■ **PROBLEM TO WORK ON**: Copy out the items from the beginning through the line that contains "[209, 350, 228, 391]", both ends included, and move each answer's bounding-box coordinates by adding 139 to every number. Leave the capability text, its sample boxes and the detect lines unchanged.

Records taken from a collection
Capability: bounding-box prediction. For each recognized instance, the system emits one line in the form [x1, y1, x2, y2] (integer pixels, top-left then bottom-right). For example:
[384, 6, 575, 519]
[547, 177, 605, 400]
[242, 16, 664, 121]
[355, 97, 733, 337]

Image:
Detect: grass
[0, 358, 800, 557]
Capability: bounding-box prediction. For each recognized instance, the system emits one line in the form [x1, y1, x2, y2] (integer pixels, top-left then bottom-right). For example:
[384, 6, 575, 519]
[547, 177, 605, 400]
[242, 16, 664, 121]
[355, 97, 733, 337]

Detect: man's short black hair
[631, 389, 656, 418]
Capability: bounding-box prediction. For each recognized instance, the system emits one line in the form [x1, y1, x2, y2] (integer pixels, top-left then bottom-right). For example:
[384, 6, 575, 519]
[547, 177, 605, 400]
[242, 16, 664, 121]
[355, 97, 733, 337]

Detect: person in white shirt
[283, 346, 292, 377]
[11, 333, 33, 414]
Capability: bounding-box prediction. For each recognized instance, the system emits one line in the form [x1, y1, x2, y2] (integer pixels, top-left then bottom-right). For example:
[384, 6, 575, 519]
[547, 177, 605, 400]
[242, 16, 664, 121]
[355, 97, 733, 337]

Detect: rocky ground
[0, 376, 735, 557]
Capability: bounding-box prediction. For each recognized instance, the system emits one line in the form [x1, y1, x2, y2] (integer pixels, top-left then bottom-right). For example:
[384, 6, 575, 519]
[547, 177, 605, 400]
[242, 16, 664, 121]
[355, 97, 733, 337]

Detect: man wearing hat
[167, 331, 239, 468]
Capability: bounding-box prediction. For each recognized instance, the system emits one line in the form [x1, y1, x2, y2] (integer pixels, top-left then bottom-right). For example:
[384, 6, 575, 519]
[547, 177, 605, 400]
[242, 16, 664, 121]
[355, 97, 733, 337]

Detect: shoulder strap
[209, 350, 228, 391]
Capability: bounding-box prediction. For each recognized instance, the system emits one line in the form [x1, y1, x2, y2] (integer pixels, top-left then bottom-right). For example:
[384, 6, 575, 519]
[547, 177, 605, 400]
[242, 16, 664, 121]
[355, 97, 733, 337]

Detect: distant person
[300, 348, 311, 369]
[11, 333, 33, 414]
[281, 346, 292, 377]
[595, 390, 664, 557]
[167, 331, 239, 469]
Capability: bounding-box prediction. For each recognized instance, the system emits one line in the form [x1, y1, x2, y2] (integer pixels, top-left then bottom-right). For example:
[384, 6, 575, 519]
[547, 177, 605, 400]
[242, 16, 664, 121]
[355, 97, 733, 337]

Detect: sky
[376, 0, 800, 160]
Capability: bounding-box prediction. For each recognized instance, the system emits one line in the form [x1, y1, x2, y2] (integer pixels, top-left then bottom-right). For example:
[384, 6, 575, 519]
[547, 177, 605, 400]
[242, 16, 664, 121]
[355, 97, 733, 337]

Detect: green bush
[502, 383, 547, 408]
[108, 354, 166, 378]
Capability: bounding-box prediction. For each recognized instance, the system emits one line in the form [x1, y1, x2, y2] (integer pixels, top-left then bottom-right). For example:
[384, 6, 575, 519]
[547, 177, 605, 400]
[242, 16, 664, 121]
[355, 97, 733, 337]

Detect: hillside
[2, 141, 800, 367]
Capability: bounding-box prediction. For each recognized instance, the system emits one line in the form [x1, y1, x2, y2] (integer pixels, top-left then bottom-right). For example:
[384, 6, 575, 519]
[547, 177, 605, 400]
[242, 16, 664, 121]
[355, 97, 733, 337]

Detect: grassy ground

■ **THE REPLY**:
Capability: bounding-box prediction. For each recognized instance, the system emits one line in the form [x1, y1, x2, y2] (integer pixels, top-left then bottom-right). For example:
[384, 6, 575, 519]
[547, 177, 605, 400]
[242, 16, 664, 121]
[355, 97, 733, 337]

Image:
Detect: grass
[139, 497, 939, 696]
Capability: bounding-box prediction. For each recognized instance, the system emits one line in the form [x1, y1, x2, y2] (integer pixels, top-left then bottom-right). For example:
[384, 6, 575, 519]
[547, 177, 605, 400]
[242, 16, 664, 121]
[355, 97, 733, 337]

Detect: man's short black hair
[770, 528, 795, 557]
Capability: bounding-box prediction. For each recognized instance, the system emits one line in the form [x1, y1, x2, y2] (integer pixels, top-left then bottom-right). For example:
[384, 6, 575, 519]
[547, 177, 605, 400]
[242, 16, 664, 121]
[355, 97, 733, 337]

Detect: person in white shirt
[422, 485, 431, 516]
[150, 472, 172, 553]
Capability: bounding-box prediction. For each recognized instance, the system emits one line in the form [x1, y1, x2, y2] (integer pixels, top-left then bottom-right). For example:
[384, 6, 575, 519]
[547, 177, 605, 400]
[242, 16, 664, 121]
[355, 97, 733, 337]

Detect: rocky ground
[139, 515, 874, 696]
Capability: bounding-box prediction. For each recognized instance, the system emits one line in the form [x1, y1, x2, y2] (integer pixels, top-left then bottom-right). For example:
[384, 6, 575, 519]
[547, 177, 605, 400]
[242, 16, 664, 121]
[355, 97, 733, 337]

Detect: man wearing hat
[306, 470, 378, 607]
Capability: bounding-box prediction. For each recognized instance, the system emits one line in the form [x1, y1, x2, y2] (integer pixels, top-left then bottom-right). For example:
[384, 6, 575, 519]
[547, 177, 605, 400]
[242, 16, 664, 121]
[355, 97, 733, 337]

Detect: shoulder strap
[348, 489, 367, 530]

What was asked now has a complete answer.